--- Source document ---

As big as the Budweiser deal was, it won’t look as great if the league doesn’t bring in more major sponsors. Asked if there are more deals coming, Duffy gave a less-than-precise answer.
“There has been a lot of outreach that’s happened over the last few weeks, and we feel confident and strong in those opportunities,” she said. “We’re in a good position to be able to engage with more partners in a way that the league hasn’t done previously.”
Expansion and facilities
No single word gets American soccer fans’ hearts racing faster than expansion, and there’s a lot of racing in the NWSL right now.
Rumors of potential new markets were flying before the World Cup, and have only grown stronger since then. Three MLS teams are reportedly thinking about it: Los Angeles FC (part-owned by Mia Hamm), Atlanta United (with its big money and big fan base) and FC Cincinnati (whose fans include city native Rose Lavelle). There’s also a group led by U.S. legend Kristine Lilly that aims to bring a team to the Hartford, Conn., area.
Paulson has played a big role in past NWSL expansion efforts, and continues to lead the way.
“We’ve had three prospective ownership groups at three different Portland Thorns games this year, and they’ve visited Salt Lake and [were] talking to North Carolina as well,” he said. “We’re very well-versed in the pitch, and we’re not trying to paint an overly rosy picture either. Our goal is to not just get people to commit to the league, but have people commit and be able to succeed.”
Of course, Paulson was asked to name the three cities. He politely declined, though he did acknowledge that he has seen candidates from cities in MLS and the men’s second-division USL.
“I think it puts too much pressure on a club to get their name out there in the media,” he said. “There’s been some speculation about certain markets that are interested, and some of it’s right and some of it’s not. There’s two markets in particular that I think would be Portland-esque in the type of support and relevance they could potentially have.”
Duffy also declined to name the cities, but said they “include for expansion during the 2020 season and as far out as the 2022 season.”
There are no signs that Philadelphia is one of them. Yet Duffy dropped a surprising hint about her view of this city’s potential.
“From a stadium, market size and potential ownership opportunity, I think there are possibilities there,” she said.
Any discussion of NWSL infrastructure must also include the weakest links in the chain — and that means New Jersey-based Sky Blue FC.
Sky Blue will likely be forced to leave its longtime home, Rutgers’ Yurcak Field, after this year because of its lack of amenities. LaHue has been working for a while on finding a new venue.
“My job now is to make sure that we’re providing the best possible environment we can for players moving forward, and we have to be in the best professional, world-class space we can find. The players deserve that,” LaHue said. “Rutgers has been a great partner to us through the years, but it just doesn’t have some of the amenities that other professional venues have. So we want to seek out a space that has [them].”

--- Record set ---

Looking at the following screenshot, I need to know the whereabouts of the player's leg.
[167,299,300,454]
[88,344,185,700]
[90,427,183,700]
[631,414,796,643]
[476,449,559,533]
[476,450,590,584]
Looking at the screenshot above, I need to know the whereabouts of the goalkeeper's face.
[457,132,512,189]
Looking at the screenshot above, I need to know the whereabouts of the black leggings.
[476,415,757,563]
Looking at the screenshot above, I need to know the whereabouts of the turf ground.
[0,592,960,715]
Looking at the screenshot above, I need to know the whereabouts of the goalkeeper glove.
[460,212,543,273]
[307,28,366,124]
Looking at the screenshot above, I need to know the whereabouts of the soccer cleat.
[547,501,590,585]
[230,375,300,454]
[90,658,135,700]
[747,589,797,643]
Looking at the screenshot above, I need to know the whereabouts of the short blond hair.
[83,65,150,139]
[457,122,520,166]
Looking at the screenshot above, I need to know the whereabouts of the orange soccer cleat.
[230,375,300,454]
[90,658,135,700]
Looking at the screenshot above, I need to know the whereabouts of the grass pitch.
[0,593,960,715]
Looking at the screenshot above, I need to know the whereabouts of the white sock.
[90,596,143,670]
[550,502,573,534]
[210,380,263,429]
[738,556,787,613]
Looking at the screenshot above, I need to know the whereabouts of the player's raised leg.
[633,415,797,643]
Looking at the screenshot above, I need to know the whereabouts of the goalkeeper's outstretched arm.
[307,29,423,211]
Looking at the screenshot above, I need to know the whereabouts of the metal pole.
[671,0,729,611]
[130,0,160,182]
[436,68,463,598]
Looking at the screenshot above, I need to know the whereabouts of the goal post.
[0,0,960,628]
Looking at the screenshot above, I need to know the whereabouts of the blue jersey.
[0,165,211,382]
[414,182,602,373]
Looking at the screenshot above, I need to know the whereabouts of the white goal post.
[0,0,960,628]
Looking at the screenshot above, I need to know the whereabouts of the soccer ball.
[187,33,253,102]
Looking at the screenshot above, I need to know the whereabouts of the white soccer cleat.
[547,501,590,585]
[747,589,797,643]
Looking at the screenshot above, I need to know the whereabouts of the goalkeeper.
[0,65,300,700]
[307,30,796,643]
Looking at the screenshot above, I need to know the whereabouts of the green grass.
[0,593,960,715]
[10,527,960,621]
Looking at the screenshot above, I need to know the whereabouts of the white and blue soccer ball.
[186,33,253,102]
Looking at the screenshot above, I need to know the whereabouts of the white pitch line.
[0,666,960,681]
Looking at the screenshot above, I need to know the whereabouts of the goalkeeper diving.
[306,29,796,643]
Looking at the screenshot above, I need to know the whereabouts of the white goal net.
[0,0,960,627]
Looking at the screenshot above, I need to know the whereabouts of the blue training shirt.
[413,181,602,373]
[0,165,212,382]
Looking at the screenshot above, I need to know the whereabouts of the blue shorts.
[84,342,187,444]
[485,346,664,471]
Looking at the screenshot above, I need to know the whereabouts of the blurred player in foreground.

---

According to the NWSL article, who leads the group that aims to bring a team to the Hartford, Conn., area?

Exercise answer
Kristine Lilly